What to do:
[1] In the Flynn Effect post, what does the term "Flynn Effect" refer to?
[2] In the Flynn Effect post, switch "television" to "radio" and write out again the part that opens with the words containing "Explaining the Flynn" and closes with "in the past.".
[3] Resume the Flynn Effect post after its final sentence.
[[ Excerpted text, beginning ]]
May 7, 2005

Explaining the Flynn Effect?

One of the more dubious sounding implications of the mysterious Flynn Effect -- i.e., rising raw IQ scores -- is that if you go far enough back into the past, the average person would have been a complete idiot, and the greatest genius of the age would have been no smarter than George W. Bush or John Kerry.

That's not very plausible. Maybe the reality works more like this:

As Flynn & Dickens say, people mold their own environments based on their genetic predilections, so genetically smart people choose more mentally stimulating environments, which makes them even smarter. But as Steven Johnson points out, mental stimulation, even if it's just watching television or figuring out what the buttons on your new gadget do, is a lot cheaper today than in the past.
[[ Excerpted text, end ]]
[[ Supplied entries, beginning ]]
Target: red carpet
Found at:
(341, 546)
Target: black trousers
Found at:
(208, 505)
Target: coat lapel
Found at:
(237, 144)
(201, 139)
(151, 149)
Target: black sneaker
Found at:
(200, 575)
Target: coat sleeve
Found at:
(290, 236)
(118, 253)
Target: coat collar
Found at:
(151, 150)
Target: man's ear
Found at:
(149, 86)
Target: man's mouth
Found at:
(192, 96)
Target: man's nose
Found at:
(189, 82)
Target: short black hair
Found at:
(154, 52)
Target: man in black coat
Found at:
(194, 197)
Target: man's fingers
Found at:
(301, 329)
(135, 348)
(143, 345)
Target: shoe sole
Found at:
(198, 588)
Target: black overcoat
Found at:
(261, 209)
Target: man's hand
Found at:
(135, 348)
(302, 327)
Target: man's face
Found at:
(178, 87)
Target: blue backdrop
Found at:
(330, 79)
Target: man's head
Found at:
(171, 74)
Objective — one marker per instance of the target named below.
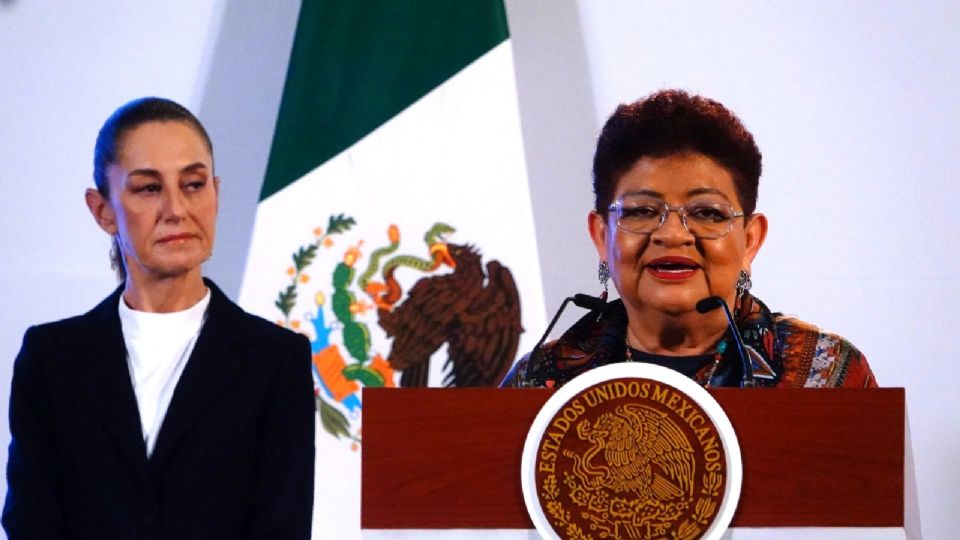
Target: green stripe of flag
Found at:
(357, 63)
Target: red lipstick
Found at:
(672, 268)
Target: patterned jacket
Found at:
(784, 352)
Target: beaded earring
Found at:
(743, 284)
(603, 274)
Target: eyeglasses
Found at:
(642, 214)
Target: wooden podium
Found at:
(436, 459)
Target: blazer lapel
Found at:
(211, 370)
(101, 368)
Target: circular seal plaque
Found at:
(631, 451)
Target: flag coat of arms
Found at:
(394, 227)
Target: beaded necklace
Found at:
(717, 356)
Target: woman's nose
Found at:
(173, 204)
(672, 229)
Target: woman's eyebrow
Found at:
(648, 192)
(707, 191)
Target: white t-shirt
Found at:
(158, 347)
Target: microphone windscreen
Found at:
(586, 301)
(709, 303)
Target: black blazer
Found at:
(233, 459)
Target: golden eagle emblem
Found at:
(644, 453)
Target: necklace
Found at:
(717, 356)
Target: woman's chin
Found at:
(673, 305)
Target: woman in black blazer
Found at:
(232, 454)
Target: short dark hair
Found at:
(670, 122)
(129, 117)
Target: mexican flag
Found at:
(394, 227)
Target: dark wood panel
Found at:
(450, 458)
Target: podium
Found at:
(815, 461)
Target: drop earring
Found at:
(603, 274)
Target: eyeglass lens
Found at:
(704, 219)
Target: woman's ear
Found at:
(101, 211)
(755, 234)
(597, 226)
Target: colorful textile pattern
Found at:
(784, 352)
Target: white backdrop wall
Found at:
(854, 106)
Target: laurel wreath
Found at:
(551, 492)
(704, 508)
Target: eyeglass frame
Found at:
(617, 206)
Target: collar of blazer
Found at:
(99, 362)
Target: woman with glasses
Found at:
(675, 180)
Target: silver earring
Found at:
(743, 283)
(603, 274)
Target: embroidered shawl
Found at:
(784, 352)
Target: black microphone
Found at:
(713, 302)
(585, 301)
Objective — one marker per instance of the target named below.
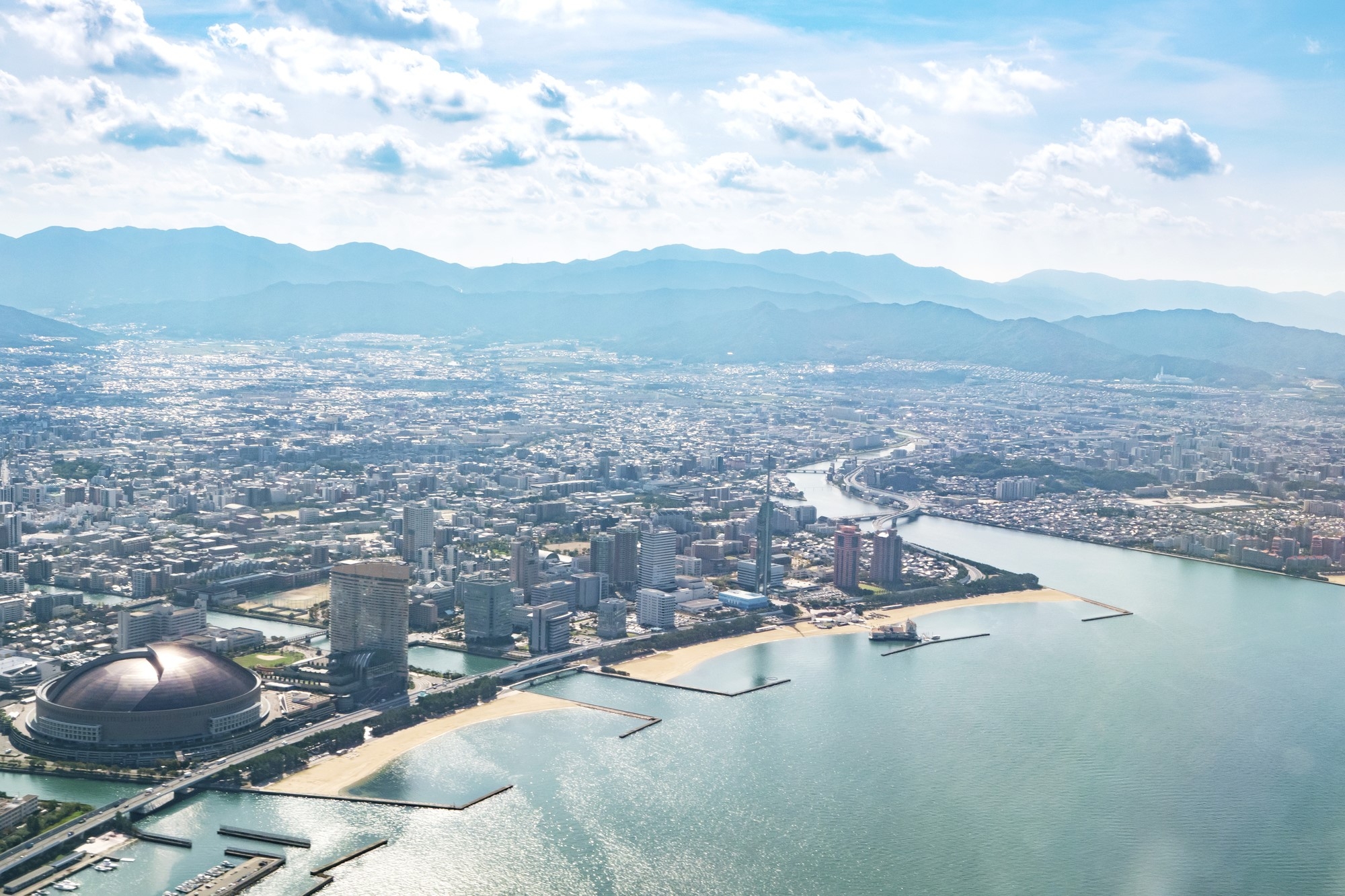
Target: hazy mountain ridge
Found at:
(742, 325)
(1221, 337)
(64, 270)
(21, 329)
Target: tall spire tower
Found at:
(765, 534)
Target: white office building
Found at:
(656, 608)
(658, 559)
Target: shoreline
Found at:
(665, 666)
(336, 775)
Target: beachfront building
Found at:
(748, 579)
(488, 611)
(656, 608)
(551, 627)
(744, 600)
(611, 618)
(847, 557)
(371, 603)
(886, 567)
(658, 559)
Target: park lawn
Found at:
(268, 659)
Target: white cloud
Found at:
(107, 36)
(798, 112)
(252, 107)
(430, 21)
(1165, 149)
(92, 110)
(566, 13)
(317, 63)
(996, 88)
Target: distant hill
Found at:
(63, 270)
(283, 311)
(1109, 295)
(740, 325)
(1221, 337)
(21, 329)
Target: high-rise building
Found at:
(371, 600)
(765, 518)
(625, 556)
(559, 589)
(602, 551)
(656, 608)
(142, 583)
(847, 557)
(551, 631)
(658, 559)
(141, 624)
(488, 611)
(590, 588)
(611, 618)
(747, 576)
(886, 567)
(1016, 489)
(11, 529)
(418, 530)
(524, 567)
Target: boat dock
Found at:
(942, 641)
(284, 840)
(161, 838)
(325, 879)
(699, 690)
(376, 801)
(236, 880)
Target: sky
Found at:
(1152, 139)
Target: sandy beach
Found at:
(334, 775)
(337, 774)
(668, 666)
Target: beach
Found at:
(334, 775)
(666, 666)
(337, 774)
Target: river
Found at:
(1192, 748)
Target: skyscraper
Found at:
(488, 611)
(656, 608)
(369, 607)
(418, 530)
(602, 549)
(625, 553)
(847, 557)
(524, 564)
(763, 553)
(658, 559)
(611, 618)
(886, 567)
(551, 630)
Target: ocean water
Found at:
(1192, 748)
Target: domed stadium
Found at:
(163, 694)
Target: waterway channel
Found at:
(1192, 748)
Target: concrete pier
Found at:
(699, 690)
(376, 801)
(326, 879)
(942, 641)
(267, 837)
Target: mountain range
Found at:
(673, 302)
(63, 270)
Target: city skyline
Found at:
(1143, 142)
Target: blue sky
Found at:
(1168, 139)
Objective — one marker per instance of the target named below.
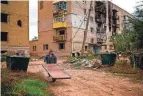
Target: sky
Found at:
(127, 5)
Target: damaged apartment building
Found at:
(15, 27)
(110, 20)
(61, 26)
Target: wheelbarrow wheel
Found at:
(53, 79)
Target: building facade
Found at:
(61, 26)
(15, 27)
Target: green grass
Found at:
(23, 84)
(31, 87)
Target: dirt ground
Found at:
(93, 83)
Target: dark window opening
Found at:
(62, 32)
(85, 48)
(4, 36)
(34, 48)
(92, 40)
(41, 4)
(45, 47)
(91, 29)
(19, 23)
(4, 2)
(3, 51)
(4, 17)
(61, 45)
(84, 11)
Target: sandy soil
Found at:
(93, 83)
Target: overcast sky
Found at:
(128, 5)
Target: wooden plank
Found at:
(55, 71)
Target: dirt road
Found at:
(93, 83)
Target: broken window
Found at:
(4, 17)
(45, 47)
(61, 5)
(62, 32)
(19, 23)
(91, 18)
(92, 40)
(91, 29)
(34, 48)
(4, 2)
(4, 36)
(85, 48)
(41, 4)
(61, 46)
(84, 11)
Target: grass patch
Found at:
(31, 87)
(23, 84)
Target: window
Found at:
(92, 40)
(4, 2)
(104, 47)
(85, 48)
(34, 48)
(41, 4)
(4, 17)
(91, 18)
(91, 8)
(62, 32)
(91, 29)
(45, 47)
(84, 11)
(19, 23)
(4, 36)
(61, 5)
(61, 46)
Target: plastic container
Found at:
(18, 63)
(108, 58)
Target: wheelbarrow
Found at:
(56, 72)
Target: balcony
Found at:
(59, 38)
(59, 25)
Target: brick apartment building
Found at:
(61, 25)
(15, 27)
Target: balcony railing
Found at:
(59, 38)
(59, 25)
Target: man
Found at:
(50, 58)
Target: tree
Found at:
(35, 38)
(129, 40)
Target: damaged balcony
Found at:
(60, 35)
(59, 25)
(60, 38)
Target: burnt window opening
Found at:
(92, 40)
(34, 48)
(45, 47)
(62, 32)
(91, 18)
(91, 29)
(85, 48)
(19, 23)
(4, 2)
(3, 51)
(41, 4)
(4, 17)
(84, 11)
(61, 46)
(4, 36)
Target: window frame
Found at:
(60, 46)
(6, 37)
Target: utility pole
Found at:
(86, 30)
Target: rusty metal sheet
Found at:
(55, 71)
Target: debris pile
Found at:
(83, 62)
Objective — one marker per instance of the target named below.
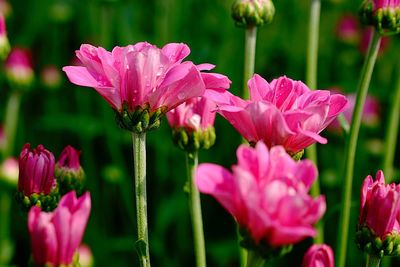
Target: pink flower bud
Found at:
(318, 256)
(19, 68)
(36, 171)
(56, 236)
(267, 194)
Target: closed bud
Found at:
(68, 171)
(252, 12)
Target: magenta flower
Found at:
(56, 236)
(19, 68)
(36, 171)
(138, 75)
(318, 256)
(380, 206)
(283, 112)
(267, 194)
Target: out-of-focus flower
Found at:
(365, 39)
(384, 15)
(267, 194)
(370, 115)
(9, 171)
(348, 30)
(36, 182)
(85, 256)
(51, 77)
(19, 69)
(283, 112)
(141, 82)
(192, 122)
(318, 256)
(4, 44)
(252, 12)
(378, 225)
(68, 171)
(56, 236)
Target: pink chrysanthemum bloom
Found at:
(56, 236)
(318, 256)
(379, 220)
(68, 171)
(192, 122)
(19, 68)
(384, 15)
(283, 112)
(267, 194)
(4, 44)
(141, 82)
(36, 182)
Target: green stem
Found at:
(311, 80)
(254, 259)
(195, 210)
(373, 261)
(249, 57)
(351, 146)
(392, 130)
(11, 121)
(139, 157)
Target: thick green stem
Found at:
(311, 80)
(195, 210)
(139, 157)
(249, 57)
(254, 259)
(392, 130)
(11, 121)
(351, 146)
(373, 261)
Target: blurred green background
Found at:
(67, 114)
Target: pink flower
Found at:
(19, 68)
(380, 206)
(370, 115)
(318, 256)
(36, 171)
(69, 159)
(56, 236)
(139, 75)
(267, 194)
(283, 112)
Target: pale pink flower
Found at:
(380, 206)
(318, 256)
(56, 236)
(283, 112)
(267, 194)
(36, 171)
(139, 75)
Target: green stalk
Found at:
(139, 158)
(351, 146)
(11, 121)
(195, 210)
(249, 57)
(373, 261)
(311, 80)
(392, 130)
(254, 259)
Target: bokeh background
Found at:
(66, 114)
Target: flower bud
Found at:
(4, 44)
(384, 15)
(9, 171)
(68, 171)
(252, 12)
(36, 182)
(19, 69)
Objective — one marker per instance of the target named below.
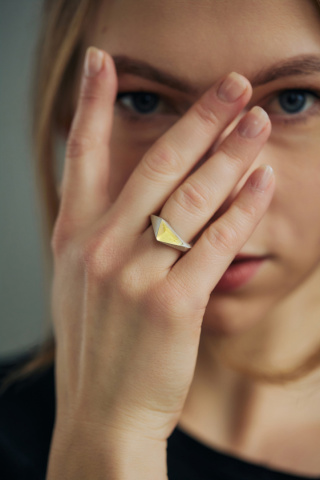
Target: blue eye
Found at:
(142, 103)
(293, 101)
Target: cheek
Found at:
(294, 211)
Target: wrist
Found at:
(88, 454)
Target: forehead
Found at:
(204, 39)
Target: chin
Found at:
(228, 315)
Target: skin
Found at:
(104, 249)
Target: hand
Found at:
(128, 310)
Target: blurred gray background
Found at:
(23, 296)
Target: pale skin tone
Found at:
(127, 299)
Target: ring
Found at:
(164, 233)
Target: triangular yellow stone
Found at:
(166, 235)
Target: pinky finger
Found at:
(203, 266)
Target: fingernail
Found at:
(93, 62)
(232, 87)
(262, 179)
(253, 123)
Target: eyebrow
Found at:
(300, 65)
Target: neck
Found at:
(236, 411)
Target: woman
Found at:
(200, 363)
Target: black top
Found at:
(27, 410)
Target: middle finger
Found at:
(174, 155)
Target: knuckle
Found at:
(79, 144)
(88, 95)
(232, 155)
(100, 257)
(206, 114)
(161, 160)
(129, 283)
(246, 210)
(193, 197)
(222, 237)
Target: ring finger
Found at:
(193, 204)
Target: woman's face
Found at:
(276, 45)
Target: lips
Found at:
(242, 269)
[[ Supplied entries, end ]]
Replies:
[1] Rising raw IQ scores.

[2]
Explaining the Flynn Effect?

One of the more dubious sounding implications of the mysterious Flynn Effect -- i.e., rising raw IQ scores -- is that if you go far enough back into the past, the average person would have been a complete idiot, and the greatest genius of the age would have been no smarter than George W. Bush or John Kerry.

That's not very plausible. Maybe the reality works more like this:

As Flynn & Dickens say, people mold their own environments based on their genetic predilections, so genetically smart people choose more mentally stimulating environments, which makes them even smarter. But as Steven Johnson points out, mental stimulation, even if it's just watching radio or figuring out what the buttons on your new gadget do, is a lot cheaper today than in the past.

[3]
So, consider two individuals in, say, 1665 in England. One is a farm laborer, who spends much of his time in the fields not talking to anyone and goes to bed not long after it gets dark. He gets little mental stimulation. He'd like more -- he went to a play once about a prince and a ghost who was his dad who wants him to kill his uncle, and he liked it, especially the fighting part at the end where everybody dies -- but players seldom come through his village and they are expensive when they do. He would score, say, a 60 on a modern IQ test, although he did his duties better than a 60 IQ person would today. He just wasn't practiced at solving novel problems. in 2005, with the telly on six hours a day, he might score 90.

Living near him in 1665 is a young man who has been sent down to his country home from Cambridge University because an outbreak of the black plague has made urban centers dangerous.

Unlike the local yokel, this student brings his own incredibly stimulating environment with him inside his head. Like the farm laborer, he occasionally sees an apple fall from a tree, but when he does, that gets him thinking about the mathematics of gravity. Indeed, what the student needs to bring his smartness to superhuman levels is not more mental stimulation, but the peace and quiet that 18 months at home will afford him. Talking to himself makes him smarter than talking to other people does, because, compared to himself, they just don't have much worth saying.

How would Isaac Newton have done back then on a modern IQ test? I suspect that with a bit of practice to familiarize himself with the novelty of it, he'd max out any IQ test.